Gather every line of the records below that contains the word "window", treating uppercase and lowercase as different.

━━━━━━

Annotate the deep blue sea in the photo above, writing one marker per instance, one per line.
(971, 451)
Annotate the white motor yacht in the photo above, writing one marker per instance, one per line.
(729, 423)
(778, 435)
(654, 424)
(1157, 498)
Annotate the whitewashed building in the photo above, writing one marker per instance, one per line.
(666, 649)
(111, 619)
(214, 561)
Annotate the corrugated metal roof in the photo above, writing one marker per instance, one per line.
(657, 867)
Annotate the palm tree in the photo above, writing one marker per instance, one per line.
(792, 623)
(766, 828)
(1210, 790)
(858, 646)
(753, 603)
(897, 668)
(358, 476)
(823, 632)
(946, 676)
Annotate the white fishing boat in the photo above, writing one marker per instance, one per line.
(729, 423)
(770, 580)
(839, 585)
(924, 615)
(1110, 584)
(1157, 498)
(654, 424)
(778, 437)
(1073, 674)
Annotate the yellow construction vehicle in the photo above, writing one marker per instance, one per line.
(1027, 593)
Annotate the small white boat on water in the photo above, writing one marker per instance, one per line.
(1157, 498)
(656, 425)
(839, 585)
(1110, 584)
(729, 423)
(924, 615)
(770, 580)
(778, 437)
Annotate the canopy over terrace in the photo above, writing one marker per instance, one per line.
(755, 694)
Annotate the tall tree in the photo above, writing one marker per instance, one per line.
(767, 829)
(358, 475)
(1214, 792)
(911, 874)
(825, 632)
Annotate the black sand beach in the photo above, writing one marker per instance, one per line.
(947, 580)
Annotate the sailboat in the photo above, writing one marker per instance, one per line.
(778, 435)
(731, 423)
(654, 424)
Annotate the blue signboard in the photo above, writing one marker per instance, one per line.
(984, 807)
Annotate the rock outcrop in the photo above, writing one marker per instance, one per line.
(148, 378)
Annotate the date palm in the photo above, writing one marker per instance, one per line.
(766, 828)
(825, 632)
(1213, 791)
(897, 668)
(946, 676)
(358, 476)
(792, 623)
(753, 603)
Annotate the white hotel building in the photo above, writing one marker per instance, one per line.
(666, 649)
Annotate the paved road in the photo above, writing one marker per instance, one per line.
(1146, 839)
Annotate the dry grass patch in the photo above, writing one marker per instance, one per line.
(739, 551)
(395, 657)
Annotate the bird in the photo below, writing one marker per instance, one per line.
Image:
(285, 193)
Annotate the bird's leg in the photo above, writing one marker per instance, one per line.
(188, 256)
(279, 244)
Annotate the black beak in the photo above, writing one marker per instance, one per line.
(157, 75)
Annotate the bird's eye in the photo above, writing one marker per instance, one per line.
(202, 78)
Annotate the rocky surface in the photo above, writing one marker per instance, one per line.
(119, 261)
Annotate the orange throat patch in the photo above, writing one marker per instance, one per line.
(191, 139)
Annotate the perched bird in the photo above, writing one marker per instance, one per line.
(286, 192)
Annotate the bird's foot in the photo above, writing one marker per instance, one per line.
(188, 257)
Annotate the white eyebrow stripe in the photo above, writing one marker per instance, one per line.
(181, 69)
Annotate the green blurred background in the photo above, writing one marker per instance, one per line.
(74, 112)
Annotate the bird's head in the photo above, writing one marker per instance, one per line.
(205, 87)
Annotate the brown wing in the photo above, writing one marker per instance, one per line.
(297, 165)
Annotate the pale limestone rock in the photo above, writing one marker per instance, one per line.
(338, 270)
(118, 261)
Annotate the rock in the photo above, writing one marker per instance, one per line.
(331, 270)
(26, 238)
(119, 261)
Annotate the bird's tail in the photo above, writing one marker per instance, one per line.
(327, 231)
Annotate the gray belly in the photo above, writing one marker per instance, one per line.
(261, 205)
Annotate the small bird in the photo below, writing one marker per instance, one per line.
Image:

━━━━━━

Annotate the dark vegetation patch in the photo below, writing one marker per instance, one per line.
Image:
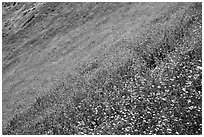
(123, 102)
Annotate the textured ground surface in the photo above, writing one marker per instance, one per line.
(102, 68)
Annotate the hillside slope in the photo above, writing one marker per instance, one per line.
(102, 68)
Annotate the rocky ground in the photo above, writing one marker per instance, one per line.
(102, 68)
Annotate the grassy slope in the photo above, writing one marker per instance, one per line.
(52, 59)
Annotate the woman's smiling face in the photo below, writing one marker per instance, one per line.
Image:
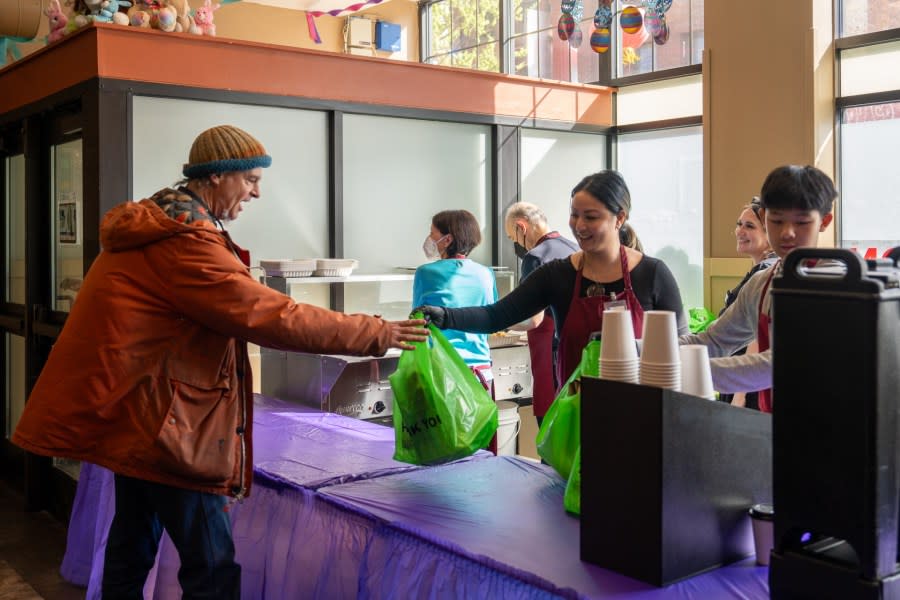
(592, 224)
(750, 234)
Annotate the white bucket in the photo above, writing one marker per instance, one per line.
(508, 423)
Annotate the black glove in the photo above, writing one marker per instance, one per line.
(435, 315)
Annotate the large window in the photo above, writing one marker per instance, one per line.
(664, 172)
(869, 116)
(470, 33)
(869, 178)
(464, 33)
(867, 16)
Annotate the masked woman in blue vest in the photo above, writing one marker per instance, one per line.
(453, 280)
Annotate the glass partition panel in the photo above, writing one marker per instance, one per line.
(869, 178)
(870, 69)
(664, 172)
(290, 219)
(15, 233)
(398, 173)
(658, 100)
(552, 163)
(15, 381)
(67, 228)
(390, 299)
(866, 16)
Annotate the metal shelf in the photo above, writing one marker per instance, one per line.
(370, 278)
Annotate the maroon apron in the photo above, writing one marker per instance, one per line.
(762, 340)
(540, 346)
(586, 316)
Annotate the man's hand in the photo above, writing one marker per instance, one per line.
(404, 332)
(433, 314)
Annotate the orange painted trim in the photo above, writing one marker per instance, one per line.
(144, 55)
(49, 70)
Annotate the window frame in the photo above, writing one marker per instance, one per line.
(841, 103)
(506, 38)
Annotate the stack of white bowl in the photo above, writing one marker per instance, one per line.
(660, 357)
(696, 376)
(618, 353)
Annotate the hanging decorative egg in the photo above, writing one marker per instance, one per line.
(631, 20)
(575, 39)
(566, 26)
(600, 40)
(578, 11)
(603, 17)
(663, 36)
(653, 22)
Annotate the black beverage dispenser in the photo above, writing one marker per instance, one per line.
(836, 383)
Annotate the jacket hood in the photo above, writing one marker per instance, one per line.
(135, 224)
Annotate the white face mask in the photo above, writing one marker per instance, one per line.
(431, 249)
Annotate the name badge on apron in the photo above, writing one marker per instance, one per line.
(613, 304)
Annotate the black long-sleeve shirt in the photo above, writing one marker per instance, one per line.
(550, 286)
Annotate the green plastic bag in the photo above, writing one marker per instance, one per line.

━━━━━━

• _Worked answer_:
Annotate the large window in the photo above, writing one marker per instance, one per line.
Annotate the window frame in the photo above, writing one marker per instance, one per line.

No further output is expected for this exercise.